Natural-language object grounding data:
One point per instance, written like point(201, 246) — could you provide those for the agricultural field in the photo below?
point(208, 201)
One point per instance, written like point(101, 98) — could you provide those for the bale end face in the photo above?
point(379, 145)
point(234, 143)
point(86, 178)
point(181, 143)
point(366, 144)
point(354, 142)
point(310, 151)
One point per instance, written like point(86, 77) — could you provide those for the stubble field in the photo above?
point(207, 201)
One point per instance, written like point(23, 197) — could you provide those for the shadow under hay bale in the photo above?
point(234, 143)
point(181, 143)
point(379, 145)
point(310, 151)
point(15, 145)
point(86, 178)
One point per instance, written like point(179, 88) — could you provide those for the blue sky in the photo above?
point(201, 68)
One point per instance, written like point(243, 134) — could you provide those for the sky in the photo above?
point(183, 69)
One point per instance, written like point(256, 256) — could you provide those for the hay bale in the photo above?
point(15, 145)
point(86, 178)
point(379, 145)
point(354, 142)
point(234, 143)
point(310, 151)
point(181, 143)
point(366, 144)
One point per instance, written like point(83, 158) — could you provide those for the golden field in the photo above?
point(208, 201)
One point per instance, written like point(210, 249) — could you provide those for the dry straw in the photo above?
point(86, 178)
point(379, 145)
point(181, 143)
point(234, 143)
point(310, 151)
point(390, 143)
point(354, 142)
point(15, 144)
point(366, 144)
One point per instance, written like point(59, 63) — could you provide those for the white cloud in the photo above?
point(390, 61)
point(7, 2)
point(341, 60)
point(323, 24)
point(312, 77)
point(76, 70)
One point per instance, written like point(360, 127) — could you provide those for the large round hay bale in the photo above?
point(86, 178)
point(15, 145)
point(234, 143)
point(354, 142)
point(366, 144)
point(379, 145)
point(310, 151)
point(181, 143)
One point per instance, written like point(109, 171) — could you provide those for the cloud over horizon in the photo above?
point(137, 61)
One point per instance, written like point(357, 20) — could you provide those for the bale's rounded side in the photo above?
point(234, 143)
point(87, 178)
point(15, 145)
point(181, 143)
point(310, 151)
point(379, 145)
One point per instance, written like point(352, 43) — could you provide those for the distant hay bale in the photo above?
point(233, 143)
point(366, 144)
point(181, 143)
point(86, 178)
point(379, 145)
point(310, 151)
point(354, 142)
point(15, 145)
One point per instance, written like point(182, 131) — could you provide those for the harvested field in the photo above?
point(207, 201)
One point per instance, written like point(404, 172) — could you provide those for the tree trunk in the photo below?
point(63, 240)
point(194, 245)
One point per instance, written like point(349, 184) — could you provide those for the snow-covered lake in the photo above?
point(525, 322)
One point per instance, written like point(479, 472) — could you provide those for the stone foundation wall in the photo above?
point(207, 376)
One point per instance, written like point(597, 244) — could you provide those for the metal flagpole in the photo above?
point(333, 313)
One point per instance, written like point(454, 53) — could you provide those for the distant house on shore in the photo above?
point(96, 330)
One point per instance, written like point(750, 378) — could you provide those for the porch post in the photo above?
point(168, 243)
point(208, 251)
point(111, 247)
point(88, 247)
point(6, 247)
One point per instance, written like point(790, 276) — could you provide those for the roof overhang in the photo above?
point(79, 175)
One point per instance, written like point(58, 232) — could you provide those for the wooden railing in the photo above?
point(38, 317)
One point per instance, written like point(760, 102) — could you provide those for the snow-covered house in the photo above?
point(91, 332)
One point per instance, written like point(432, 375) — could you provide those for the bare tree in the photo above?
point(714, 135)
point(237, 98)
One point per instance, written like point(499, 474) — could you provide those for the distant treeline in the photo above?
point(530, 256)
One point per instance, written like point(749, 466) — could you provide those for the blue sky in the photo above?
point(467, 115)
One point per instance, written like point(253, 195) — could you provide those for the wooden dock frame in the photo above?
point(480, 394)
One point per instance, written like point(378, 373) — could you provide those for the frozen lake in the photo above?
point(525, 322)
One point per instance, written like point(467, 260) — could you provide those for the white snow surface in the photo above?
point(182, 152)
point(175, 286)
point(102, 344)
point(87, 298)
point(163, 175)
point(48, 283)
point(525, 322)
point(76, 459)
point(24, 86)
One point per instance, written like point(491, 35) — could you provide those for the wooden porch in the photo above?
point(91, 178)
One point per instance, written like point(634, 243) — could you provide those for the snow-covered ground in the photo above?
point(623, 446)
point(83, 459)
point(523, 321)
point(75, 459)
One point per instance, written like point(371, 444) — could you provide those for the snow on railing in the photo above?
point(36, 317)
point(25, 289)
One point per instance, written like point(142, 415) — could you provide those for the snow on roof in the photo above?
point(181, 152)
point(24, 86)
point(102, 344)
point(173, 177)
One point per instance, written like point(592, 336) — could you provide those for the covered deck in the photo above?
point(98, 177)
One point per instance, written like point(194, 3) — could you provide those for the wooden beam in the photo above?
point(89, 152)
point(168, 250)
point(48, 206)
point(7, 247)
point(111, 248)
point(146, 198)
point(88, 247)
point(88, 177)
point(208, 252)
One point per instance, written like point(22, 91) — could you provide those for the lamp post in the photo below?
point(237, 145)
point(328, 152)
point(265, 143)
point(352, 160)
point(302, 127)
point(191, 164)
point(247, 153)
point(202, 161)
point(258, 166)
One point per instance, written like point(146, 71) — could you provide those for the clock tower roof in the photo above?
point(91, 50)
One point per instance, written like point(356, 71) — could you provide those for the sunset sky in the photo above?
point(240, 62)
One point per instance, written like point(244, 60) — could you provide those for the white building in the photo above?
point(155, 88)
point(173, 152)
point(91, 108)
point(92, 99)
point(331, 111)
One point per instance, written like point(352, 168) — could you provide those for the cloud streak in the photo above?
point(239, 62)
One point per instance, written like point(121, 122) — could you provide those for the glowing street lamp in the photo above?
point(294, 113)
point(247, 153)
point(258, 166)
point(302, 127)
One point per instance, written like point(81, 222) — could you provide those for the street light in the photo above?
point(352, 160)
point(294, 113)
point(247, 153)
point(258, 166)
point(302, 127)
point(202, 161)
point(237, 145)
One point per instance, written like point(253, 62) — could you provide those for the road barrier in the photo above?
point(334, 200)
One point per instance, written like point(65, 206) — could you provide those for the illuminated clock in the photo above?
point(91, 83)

Instructions to follow: Retype, exactly as written, each line from the one that has "One point per instance, written like point(81, 222)" to the bottom of the entries above, and include both of those lines.

Task output:
One point per instance, written like point(81, 222) — could you provide those for the street light in the photo above?
point(352, 160)
point(294, 113)
point(247, 153)
point(258, 166)
point(302, 127)
point(202, 161)
point(237, 145)
One point per instance, written like point(253, 62) — could you provide those for the road barrier in the photo above?
point(334, 200)
One point per instance, written like point(65, 206) — could you provide those for the illuminated clock in the photo above?
point(91, 83)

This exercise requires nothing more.